REQUIRED TASKS —
- a) Summarize the Drupal integration notes in three sentences.
- b) Transcribe a passage from the Drupal integration notes, beginning at the words "This section outlines" and stopping after "TARGET-DATASET:PACKAGE-ID ...".

ARTICLE —
◇ ◇ ◇ ◇ ◇

Data.gc.ca uses the Drupal web content management system to provide much of its content and to provide a means for users to comment on and rate the data-sets found in the CKAN catalog. If using with Drupal, provide the database connection string for the Drupal database in the CKAN configuration file:
ckan.drupal.url = postgresql://db_user:user_password/drupal_database
If this value is not defined, then the extension will not attempt to read from the Drupal database.
The installed Drupal site must have the opendata_package module enabled. In additional, 3 views are used by the Drupal. Run the following SQL commands to create the necessary views in the Drupal database:
create or replace view opendata_package_v as select to_char(to_timestamp(c.changed::double precision),
'YYYY-MM-DD'::text) AS changed, c.name, c.thread, f.comment_body_value, c.language, o.pkg_id FROM comment c
JOIN field_data_comment_body f ON c.cid = f.entity_id
JOIN opendata_package o ON (c.nid IN ( SELECT n.nid
FROM node n
WHERE n.nid = o.pkg_node_id and c.status = 1));
create view opendata_package_rating_v as select avg(v.value)/25+1 as rating, p.pkg_id from opendata_package p
inner join votingapi_vote v on p.pkg_node_id = v.entity_id group by p.pkg_id;
create or replace view opendata_package_count_v as select count(c.*), o.pkg_id from comment c
inner join opendata_package o
on o.pkg_node_id = c.nid and c.status = 1 group by o.pkg_id;
alter view public.opendata_package_v owner to <db_user>;
alter view public.opendata_package_rating_v owner to <db_user>;
alter view public.opendata_package_count_v owner to <db_user>;
Substitute <db_user> with the appropriate SQL user account.
This section outlines the process of automating the promotion of ATI and PD datasets from the Registry to the Portal through the invocation of the bin/reg2portal.sh
and bin/csv2solr.sh
scripts.
The Registry
On the registry, the bin/reg2portal.sh
script pushes specified datasets to the registry's CKAN installation. It takes the following parameters:
CKAN-INI-FILE
The path to the configuration file of the CKAN registry installation
PORTAL-URL
The URL of the CKAN public portal
API-KEY
The API key to use in invoking the CKAN API to propagate ATI and PD datasets to the portal
TARGET-DATASET:PACKAGE-ID ...

◇ ◇ ◇ ◇ ◇

DATA —

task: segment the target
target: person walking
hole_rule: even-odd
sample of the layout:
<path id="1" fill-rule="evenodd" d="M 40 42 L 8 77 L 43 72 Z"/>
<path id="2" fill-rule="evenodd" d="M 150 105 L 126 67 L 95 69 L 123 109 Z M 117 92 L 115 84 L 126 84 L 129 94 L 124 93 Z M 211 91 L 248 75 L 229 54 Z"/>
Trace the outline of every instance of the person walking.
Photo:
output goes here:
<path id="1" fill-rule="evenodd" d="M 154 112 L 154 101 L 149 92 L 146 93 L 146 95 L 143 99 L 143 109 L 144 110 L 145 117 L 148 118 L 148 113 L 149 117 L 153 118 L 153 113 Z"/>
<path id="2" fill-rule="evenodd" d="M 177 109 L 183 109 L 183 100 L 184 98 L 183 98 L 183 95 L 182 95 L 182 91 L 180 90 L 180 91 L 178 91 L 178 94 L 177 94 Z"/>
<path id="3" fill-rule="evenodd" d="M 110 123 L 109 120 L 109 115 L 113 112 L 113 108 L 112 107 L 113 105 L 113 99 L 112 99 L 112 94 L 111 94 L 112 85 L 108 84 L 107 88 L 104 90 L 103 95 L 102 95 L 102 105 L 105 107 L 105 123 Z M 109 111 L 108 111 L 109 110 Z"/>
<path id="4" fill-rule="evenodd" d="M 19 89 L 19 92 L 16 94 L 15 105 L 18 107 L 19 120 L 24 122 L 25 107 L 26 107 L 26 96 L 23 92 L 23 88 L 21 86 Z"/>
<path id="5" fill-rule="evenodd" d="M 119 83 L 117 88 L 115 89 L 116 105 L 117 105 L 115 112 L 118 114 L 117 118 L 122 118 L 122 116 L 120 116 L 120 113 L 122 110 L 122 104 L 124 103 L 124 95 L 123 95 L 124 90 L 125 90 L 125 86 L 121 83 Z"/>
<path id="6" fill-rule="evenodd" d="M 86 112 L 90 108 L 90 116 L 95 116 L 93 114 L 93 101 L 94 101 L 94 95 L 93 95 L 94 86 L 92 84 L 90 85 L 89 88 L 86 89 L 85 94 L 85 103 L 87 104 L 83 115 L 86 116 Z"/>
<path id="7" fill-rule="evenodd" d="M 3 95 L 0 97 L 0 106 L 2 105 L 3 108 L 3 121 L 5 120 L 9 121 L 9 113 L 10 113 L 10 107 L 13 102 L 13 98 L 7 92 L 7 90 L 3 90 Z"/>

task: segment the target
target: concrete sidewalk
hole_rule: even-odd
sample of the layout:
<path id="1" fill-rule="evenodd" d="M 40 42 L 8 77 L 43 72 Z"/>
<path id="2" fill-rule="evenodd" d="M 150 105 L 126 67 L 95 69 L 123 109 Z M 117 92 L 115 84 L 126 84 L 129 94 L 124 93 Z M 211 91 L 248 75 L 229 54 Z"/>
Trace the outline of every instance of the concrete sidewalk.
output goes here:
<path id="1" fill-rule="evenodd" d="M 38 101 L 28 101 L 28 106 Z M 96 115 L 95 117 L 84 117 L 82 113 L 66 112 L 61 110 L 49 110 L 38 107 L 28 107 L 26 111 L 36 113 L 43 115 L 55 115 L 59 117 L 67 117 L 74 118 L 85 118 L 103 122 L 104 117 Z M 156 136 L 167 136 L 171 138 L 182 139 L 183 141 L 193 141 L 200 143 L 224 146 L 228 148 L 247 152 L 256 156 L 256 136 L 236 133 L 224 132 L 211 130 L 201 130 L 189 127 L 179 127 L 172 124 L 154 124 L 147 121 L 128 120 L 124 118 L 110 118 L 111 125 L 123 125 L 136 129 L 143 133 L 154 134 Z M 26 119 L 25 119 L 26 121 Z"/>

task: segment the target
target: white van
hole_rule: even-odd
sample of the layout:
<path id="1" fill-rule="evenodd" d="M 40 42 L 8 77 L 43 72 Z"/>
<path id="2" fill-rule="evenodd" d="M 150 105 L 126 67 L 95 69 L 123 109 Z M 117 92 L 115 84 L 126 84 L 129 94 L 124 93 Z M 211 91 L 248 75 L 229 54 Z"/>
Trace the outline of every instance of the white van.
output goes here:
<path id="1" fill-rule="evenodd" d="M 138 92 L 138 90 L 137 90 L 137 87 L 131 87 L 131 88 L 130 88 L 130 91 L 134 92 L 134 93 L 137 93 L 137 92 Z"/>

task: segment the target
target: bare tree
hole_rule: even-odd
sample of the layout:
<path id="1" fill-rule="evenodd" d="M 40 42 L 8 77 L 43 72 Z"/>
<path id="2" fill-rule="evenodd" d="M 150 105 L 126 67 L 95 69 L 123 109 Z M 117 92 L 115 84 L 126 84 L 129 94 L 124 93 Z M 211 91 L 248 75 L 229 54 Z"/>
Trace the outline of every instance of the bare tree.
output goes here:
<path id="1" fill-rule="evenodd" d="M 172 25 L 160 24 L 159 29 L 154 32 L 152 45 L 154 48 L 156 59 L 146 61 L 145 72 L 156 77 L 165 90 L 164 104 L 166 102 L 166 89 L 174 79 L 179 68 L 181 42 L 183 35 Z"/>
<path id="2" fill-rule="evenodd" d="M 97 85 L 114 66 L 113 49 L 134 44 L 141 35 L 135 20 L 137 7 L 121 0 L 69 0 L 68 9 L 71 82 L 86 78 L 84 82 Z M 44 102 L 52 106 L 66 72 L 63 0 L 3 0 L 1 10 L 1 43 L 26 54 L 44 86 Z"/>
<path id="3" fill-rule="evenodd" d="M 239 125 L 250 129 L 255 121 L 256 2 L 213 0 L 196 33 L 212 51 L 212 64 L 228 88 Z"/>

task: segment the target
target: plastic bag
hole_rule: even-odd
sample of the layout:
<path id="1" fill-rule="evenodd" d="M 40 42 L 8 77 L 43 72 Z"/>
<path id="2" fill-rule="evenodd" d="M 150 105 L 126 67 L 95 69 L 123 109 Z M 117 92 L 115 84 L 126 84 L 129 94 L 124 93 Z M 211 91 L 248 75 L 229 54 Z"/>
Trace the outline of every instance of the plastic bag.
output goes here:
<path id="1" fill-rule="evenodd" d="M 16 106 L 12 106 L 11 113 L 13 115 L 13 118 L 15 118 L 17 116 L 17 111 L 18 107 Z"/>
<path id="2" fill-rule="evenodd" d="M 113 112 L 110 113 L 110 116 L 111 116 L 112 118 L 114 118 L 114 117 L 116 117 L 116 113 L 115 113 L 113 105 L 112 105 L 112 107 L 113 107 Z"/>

◇ ◇ ◇ ◇ ◇

SOLUTIONS BY TASK —
- a) Data.gc.ca uses Drupal for much of its content and for letting users comment on and rate CKAN datasets, and using it requires the Drupal database connection string in the CKAN configuration file. The Drupal site must have the opendata_package module enabled, and three views must be created in its database with the given SQL commands, with <db_user> replaced by the appropriate SQL account. Promotion of ATI and PD datasets from the Registry to the Portal is automated through the bin/reg2portal.sh and bin/csv2solr.sh scripts, and bin/reg2portal.sh takes parameters such as the CKAN configuration file path, the portal URL, and an API key.

- b)
This section outlines the process of automating the promotion of ATI and PD datasets from the Registry to the Portal through the invocation of the bin/reg2portal.sh
and bin/csv2solr.sh
scripts.
The Registry
On the registry, the bin/reg2portal.sh
script pushes specified datasets to the registry's CKAN installation. It takes the following parameters:
CKAN-INI-FILE
The path to the configuration file of the CKAN registry installation
PORTAL-URL
The URL of the CKAN public portal
API-KEY
The API key to use in invoking the CKAN API to propagate ATI and PD datasets to the portal
TARGET-DATASET:PACKAGE-ID ...